▶ _Auszug_
···
Reisebericht Japan & Südkorea: Wertepartner mit eigenen Interessen

Reise des Auswärtigen Ausschusses nach Japan und Korea: Vom 11. bis zum 16. Februar reiste eine Delegation des Auswärtigen Ausschusses nach Japan und (Süd-) Korea. Teilnehmer waren Sevem Dagdelem (Linke), Thomas Erndl (CDU/CSU, Delegationsleiter), Jürgen Hardt (CDU/CSU), Uli Lechte (FDP) Mathias Moosbach (AfD), Michelle Müntefering (SPD), Nils Schmid (SPD) und Jürgen Trittin (Grüne).

Zusammenfassung

  • Sowohl Japan wie Korea haben die Bemühungen der Bundesregierung wie des Bundespräsidenten zur verstärkten Zusammenarbeit mit den Staaten des Indo-Pazifiks aufmerksam verfolgt und begrüßen sie.
  • Japan wie Südkorea sind stabile Demokratien mit einer funktionierenden Gewaltenteilung. Sie teilen nicht nur unsere Werte, sondern sind von einer vergleichbaren Interessenlage wie Deutschland geprägt. Japan, Korea und Deutschland verdanken ihren Wohlstand ihrer Einbindung in eine globalisierte Weltwirtschaft, sind aber in ihrer militärischen Sicherheit auf Bündnisse – vor allem mit den USA – angewiesen.
  • Die Herausforderungen durch den Angriff Russlands auf die Ukraine und der Aufstieg Chinas samt seinem zunehmend robusten Auftreten vor allem im Indo-Pazifik haben in allen drei Staaten die Suche nach neuen und stärkeren Allianzen befördert.
  • Japan, Korea wie Deutschland verstärken die Zusammenarbeit mit den USA – aber haben kein Interesse an einer Bipolarität zwischen China und den USA. Ihnen ist gemeinsam, dass sie sich in einer multipolaren Welt behaupten wollen und dafür plurilaterale Bündnisse mit Dritten suchen, umso die regelbasierte Weltordnung zu sichern.
  • Hinter dem Wort von der Wertepartnerschaft verbergen sich handfeste Interessen, die eine verstärkte Kooperation zwischen Europa und dem Indo-Pazifik nahelegen, die auch die Kooperation mit semi-demokratischen wie auch autoritären Gesellschaften einschließt. Dies gilt insbesondere für ASEAN-Staaten wie Vietnam oder Malaysia.
···
▶ _Bereitgestellte Daten_
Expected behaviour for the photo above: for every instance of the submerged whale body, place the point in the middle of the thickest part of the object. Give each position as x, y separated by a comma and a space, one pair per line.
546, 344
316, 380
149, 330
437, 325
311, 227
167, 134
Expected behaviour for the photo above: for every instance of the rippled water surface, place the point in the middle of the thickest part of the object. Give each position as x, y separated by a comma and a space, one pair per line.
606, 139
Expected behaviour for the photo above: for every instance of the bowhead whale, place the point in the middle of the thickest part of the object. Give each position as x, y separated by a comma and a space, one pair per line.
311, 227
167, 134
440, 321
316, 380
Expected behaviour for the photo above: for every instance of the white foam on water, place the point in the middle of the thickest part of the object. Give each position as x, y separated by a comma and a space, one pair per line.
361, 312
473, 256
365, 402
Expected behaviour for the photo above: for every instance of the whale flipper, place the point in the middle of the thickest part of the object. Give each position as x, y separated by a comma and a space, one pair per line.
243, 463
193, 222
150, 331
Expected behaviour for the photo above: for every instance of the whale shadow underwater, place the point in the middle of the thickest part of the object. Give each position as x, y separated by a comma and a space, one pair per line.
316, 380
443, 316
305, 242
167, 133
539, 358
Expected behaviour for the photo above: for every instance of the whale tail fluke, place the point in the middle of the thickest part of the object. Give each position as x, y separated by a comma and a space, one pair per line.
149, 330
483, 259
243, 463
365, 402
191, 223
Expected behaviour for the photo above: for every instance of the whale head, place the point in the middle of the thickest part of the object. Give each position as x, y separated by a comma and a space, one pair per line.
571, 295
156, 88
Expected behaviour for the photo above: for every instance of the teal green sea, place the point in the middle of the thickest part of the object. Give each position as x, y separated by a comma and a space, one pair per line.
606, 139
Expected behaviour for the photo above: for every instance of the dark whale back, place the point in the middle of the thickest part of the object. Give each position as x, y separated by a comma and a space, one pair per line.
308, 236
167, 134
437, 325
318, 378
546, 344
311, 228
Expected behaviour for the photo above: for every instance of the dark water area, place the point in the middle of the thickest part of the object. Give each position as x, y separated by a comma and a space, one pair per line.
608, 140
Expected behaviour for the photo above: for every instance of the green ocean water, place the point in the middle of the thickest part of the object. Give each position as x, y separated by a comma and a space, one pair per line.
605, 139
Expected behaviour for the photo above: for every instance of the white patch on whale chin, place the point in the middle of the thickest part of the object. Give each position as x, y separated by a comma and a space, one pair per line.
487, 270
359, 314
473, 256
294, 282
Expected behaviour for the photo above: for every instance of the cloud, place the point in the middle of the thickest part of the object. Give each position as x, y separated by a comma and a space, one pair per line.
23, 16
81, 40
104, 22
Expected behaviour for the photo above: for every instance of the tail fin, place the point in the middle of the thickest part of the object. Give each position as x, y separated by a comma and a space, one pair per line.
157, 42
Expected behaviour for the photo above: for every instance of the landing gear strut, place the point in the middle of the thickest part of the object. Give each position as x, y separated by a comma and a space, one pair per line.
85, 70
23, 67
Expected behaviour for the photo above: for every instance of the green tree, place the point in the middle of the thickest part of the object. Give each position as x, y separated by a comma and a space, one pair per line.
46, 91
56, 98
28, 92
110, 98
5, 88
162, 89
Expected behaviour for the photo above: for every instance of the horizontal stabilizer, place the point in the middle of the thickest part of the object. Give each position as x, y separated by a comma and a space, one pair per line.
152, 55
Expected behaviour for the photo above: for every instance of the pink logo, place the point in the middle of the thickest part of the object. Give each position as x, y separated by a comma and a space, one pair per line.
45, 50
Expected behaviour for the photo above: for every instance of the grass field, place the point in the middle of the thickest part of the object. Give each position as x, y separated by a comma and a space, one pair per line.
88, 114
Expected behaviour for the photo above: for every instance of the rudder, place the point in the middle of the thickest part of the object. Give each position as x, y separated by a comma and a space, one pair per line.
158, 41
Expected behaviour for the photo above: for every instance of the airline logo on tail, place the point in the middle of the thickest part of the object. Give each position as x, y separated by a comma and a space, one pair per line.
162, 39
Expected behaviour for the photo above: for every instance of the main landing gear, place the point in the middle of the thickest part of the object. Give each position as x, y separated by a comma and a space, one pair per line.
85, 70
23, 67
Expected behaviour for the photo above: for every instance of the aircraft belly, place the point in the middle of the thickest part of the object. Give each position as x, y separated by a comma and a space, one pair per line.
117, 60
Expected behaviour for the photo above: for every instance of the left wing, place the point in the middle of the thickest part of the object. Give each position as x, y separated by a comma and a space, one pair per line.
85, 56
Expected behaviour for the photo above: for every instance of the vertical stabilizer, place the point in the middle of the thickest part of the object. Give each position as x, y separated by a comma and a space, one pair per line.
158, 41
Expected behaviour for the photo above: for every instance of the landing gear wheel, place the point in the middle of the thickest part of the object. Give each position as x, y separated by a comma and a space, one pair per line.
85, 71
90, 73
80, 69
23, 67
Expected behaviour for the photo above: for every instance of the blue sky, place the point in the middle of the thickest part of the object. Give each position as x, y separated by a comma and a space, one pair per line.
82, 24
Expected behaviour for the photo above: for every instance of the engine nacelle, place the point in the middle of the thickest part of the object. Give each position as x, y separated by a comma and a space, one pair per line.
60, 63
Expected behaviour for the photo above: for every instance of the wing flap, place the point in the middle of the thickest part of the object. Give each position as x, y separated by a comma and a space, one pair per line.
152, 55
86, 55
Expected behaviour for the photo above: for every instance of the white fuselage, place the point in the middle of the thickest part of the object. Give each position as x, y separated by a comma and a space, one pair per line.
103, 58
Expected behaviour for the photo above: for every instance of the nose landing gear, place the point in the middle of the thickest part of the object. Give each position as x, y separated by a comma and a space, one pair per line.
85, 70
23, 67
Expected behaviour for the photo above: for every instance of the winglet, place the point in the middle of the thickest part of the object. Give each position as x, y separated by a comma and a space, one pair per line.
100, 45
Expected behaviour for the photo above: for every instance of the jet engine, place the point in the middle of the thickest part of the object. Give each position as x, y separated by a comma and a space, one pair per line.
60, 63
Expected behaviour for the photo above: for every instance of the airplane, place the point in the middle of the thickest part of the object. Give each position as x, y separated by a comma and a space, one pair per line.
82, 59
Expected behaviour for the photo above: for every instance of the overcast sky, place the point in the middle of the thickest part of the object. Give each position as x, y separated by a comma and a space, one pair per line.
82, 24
···
▶ _Ihre Aufgabe_
Beantworten Sie diese Fragen zum Reisebericht über Japan und Südkorea weiter oben:
1. In welchem Zeitraum reiste die Delegation des Auswärtigen Ausschusses?
2. Wer leitete die Delegation?
3. Welche ASEAN-Staaten werden als Beispiele genannt?

▶ _Vollständige Antwort_
1. Vom 11. bis zum 16. Februar.
2. Thomas Erndl (CDU/CSU).
3. Vietnam und Malaysia.